* BEGIN DOCUMENT EXCERPT *

Diversity in the New York City union and nonunion construction sectors

Diversity in the New York City union and nonunion construction sectors

Contention over the diversity of the New York City construction industry has been present since the 1960s as blacks and Hispanics have sought greater access to this major source of middle-class jobs. Because most major construction in the 1960s was done under collective bargaining agreements, the discussion about diversity focused on how workers become apprentices and join construction trade unions.

As Figueroa, Grabelsky, and Lamare (2013) note,

Dating back to the 1960s, the unionized construction industry was a focal point for the civil rights movement as communities of color witnessed a construction boom offering the false promise of good jobs for urban residents. Because of discriminatory hiring practices, the overwhelming majority of union construction jobs went to white workers. In New York City, for example, 92 percent of building trades union members [were] white. Some of the skilled trades had virtually no African American members.


Governments at all levels have sought to increase diversity in the building trades over the last 50 years (Fuchs, Warren, and Bayer 2014). Accusations of racial exclusion persist, leveled by civil rights organizations and anti-union advocates, and tend to focus on black workers in the union sector, with no attention paid to the nonunion sector.

This report develops new data to assess the racial and ethnic diversity of New York City construction employment in both the union and nonunion sectors for the 2006 to 2015 period, and gauges changes in the diversity of construction employment by comparing the composition of the younger and older segments of the workforce and shifts in the demographic composition of union apprenticeships. The analyses pay special attention to the employment and wages of black workers in construction since most of the controversies, to this day, tend to focus on the inclusion of black workers. The analyses also look at Hispanic construction workers and minorities overall compared with whites. The analyses do not examine the related issues of inclusion of workers by gender, sexual orientation, or religion.

* END DOCUMENT EXCERPT *

● **TASKS TO COMPLETE**
- a) According to the excerpt on New York City construction diversity, what share of the city's building trades union members were white?
- b) Write the next paragraph of the report on diversity in New York City construction, picking up after its final sentence.

* BEGIN EXTRACTED ENTRIES *

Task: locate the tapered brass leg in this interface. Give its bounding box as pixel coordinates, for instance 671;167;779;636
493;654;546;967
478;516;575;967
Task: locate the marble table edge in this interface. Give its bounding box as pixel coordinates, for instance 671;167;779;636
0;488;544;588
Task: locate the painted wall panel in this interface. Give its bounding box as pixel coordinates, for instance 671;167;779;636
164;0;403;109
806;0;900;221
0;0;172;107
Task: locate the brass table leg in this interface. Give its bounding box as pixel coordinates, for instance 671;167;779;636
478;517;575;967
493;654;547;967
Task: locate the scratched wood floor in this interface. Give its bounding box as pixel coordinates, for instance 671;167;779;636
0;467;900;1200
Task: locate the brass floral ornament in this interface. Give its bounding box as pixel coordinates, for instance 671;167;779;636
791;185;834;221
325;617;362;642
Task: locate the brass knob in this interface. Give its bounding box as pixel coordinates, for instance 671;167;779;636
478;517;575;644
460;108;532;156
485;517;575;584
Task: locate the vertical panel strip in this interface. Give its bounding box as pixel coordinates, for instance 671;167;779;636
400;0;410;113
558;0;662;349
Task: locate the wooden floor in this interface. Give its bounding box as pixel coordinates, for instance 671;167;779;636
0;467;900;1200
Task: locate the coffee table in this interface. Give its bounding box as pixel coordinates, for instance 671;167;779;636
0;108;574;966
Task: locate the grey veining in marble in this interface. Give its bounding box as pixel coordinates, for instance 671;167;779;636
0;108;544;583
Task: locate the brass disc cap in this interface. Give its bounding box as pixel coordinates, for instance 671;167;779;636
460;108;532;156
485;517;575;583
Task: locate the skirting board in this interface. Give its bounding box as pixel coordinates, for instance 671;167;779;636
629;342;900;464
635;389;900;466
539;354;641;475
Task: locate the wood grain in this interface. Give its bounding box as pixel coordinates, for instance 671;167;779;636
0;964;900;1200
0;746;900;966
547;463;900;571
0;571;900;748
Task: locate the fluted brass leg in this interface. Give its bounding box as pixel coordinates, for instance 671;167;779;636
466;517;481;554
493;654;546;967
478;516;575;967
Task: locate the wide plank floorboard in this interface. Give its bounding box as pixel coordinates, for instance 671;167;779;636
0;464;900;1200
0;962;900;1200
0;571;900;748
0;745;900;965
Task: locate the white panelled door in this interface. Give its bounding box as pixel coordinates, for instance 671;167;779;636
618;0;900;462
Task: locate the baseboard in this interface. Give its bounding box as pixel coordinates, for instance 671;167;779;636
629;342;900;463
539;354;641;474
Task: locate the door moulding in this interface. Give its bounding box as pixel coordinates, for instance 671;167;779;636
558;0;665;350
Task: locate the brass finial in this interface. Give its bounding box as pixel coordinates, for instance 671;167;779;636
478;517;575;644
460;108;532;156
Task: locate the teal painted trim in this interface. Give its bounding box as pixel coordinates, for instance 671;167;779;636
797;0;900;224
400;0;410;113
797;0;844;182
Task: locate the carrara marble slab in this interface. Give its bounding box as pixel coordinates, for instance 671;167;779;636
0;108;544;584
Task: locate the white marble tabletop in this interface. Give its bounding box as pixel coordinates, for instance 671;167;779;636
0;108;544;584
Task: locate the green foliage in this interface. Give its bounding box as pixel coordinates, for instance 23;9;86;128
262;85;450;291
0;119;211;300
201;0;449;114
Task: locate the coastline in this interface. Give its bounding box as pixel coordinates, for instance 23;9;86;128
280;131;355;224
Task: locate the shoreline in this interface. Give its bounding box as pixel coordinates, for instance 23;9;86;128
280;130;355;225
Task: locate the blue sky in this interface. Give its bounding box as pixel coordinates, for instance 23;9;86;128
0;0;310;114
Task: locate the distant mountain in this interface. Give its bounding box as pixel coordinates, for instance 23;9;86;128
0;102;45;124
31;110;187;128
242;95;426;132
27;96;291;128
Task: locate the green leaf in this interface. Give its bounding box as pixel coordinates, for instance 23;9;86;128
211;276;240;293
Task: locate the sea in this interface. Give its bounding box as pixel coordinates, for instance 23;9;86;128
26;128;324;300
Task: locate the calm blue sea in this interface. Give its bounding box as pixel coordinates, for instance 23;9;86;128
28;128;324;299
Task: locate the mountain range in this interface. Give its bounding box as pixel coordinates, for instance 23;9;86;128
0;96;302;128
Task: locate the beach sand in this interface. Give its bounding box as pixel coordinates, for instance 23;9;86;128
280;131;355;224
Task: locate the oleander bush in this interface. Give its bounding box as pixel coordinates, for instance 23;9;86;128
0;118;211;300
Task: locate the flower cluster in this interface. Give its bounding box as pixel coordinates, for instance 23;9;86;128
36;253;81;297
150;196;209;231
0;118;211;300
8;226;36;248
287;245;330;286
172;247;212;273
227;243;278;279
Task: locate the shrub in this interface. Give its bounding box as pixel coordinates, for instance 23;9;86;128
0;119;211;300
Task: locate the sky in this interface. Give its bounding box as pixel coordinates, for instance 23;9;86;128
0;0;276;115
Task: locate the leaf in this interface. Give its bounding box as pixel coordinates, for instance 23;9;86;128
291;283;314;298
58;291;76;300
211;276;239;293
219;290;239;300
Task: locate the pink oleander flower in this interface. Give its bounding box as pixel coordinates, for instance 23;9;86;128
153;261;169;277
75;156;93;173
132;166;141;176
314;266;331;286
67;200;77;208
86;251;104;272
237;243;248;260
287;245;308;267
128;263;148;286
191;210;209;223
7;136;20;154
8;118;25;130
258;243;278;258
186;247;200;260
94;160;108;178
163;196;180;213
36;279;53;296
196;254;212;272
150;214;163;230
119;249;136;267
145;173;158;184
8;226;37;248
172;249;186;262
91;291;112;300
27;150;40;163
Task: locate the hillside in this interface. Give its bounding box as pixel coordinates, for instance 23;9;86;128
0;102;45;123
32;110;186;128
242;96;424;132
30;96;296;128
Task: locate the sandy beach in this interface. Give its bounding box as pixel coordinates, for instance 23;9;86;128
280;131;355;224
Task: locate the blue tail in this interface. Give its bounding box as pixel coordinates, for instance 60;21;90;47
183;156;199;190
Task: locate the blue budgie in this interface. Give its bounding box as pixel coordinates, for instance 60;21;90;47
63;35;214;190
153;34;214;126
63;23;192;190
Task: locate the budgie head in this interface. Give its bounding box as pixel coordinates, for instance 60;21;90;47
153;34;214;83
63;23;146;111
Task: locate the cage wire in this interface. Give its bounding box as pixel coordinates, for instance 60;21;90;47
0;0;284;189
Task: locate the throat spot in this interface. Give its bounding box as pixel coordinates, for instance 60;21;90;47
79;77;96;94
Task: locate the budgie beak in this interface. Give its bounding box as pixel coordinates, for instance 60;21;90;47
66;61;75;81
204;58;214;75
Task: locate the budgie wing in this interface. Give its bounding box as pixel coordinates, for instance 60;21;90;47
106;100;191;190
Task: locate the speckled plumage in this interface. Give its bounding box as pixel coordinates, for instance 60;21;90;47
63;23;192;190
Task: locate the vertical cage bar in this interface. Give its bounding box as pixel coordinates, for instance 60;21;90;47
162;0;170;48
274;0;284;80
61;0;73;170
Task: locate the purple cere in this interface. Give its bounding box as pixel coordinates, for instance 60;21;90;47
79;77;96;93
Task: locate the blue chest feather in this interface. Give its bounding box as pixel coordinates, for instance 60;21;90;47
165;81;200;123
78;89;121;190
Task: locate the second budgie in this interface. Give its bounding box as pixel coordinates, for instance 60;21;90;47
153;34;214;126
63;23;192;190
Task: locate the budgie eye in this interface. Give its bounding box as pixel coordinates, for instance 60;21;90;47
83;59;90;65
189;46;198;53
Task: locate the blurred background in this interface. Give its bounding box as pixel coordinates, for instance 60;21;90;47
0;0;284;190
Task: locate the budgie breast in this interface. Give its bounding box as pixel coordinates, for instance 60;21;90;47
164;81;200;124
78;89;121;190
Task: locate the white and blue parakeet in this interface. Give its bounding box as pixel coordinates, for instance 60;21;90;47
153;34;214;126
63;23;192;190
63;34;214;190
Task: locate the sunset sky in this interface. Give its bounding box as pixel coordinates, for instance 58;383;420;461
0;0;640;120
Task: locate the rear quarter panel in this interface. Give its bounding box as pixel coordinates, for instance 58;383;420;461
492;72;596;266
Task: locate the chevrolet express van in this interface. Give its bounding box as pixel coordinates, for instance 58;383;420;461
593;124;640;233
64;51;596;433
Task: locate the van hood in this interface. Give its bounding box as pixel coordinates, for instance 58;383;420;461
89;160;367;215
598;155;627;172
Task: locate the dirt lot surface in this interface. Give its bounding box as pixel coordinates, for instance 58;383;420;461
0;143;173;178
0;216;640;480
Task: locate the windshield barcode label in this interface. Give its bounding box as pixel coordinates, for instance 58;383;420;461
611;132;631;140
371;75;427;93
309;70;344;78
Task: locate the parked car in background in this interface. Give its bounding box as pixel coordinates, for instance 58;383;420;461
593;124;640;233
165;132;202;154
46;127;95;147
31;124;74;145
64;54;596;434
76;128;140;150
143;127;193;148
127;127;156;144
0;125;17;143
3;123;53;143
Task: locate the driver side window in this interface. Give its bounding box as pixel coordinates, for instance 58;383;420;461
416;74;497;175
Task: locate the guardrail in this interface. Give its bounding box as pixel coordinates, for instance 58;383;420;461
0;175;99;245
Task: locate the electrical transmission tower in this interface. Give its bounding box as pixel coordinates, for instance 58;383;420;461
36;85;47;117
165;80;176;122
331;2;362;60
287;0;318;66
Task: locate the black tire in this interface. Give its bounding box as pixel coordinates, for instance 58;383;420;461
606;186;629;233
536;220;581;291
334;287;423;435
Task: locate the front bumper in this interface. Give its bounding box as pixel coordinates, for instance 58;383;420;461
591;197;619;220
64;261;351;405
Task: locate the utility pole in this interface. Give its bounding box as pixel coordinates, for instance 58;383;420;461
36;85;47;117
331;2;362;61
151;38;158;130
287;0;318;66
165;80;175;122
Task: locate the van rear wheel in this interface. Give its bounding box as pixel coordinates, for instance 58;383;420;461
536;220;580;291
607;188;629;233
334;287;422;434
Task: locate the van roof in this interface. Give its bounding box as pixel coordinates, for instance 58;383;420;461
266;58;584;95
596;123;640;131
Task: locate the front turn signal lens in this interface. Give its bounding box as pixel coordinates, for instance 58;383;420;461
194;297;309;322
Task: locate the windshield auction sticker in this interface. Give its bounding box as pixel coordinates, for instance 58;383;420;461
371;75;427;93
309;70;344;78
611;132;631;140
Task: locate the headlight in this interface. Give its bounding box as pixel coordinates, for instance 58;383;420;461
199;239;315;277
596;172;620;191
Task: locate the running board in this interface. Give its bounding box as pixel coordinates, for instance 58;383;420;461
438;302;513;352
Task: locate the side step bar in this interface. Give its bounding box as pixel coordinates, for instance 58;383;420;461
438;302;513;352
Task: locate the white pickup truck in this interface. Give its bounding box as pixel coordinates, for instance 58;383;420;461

* END EXTRACTED ENTRIES *

● **REPLIES**
- a) 92 percent.

- b)
Specifically, we use Bureau of Labor Statistics surveys of individual workers over the years from 2006 to 2015 to examine the race/ethnic diversity of construction employment in both the union and nonunion sectors and among all blue-collar workers (except construction). There has been much discussion of diversity in the union sector but very little attention to the hiring decisions of nonunion contractors. Diversity of all blue-collar employment, outside of construction, is presented to provide a benchmark for assessing the diversity within the union and nonunion construction sectors, and within subsectors of the construction sector. We also examine the increasing diversity of union apprenticeships over the last two decades, building on the work of Fuchs, Warren, and Bayer (2014) published by the Columbia University School of International and Public Affairs (SIPA). Last, we examine the total earnings gained by the black community due to the greater representation and wages earned by black workers in the union than the nonunion construction sector. Key findings in the report are summarized below.

New York City’s union construction sector employs a greater share of black workers and pays them more than the nonunion construction sector, and unions are drawing many more blacks into construction through apprenticeships compared to 20 years ago

  • Black workers are far more represented in the union construction workforce (where they account for 21.2 percent of employment) than in the nonunion construction workforce (where they account for 15.8 percent) and minorities overall now make up 55.1 percent of NYC blue-collar union construction workers.
     
  • An examination of the younger workforce, ages 18–40, reflects the most recent hiring decisions and best predicts future employment patterns. It finds that among younger workers, black workers are even more underrepresented in the nonunion (14.8 percent) relative to the union (21.0 percent) construction sector. Among older workers (ages 41–64) black workers make up 21.3 percent of union construction workers but a lesser 17.2 percent share of nonunion construction workers.
     
  • Minorities accounted for 61.8 percent of all New York City residents’ union apprenticeships in 2014, far higher than the 36.3 percent share in 1994. Black apprentice participation roughly doubled, rising from 18.3 percent in 1994 to 35.1 percent 20 years later in 2014.
  • Black union construction workers earn 36.1 percent more than black nonunion construction workers. Because black workers have better wages and a greater employment share in the union construction sector relative to the nonunion construction sector, the presence of unions and collective bargaining in New York City greatly boosts overall annual wages to the black community from construction—by 83 percent, or $152 million each year. Claims that unions have hurt the black community are seriously misguided and contrary to readily available evidence and the absence of unions and collective bargaining would hurt, not help, black workers.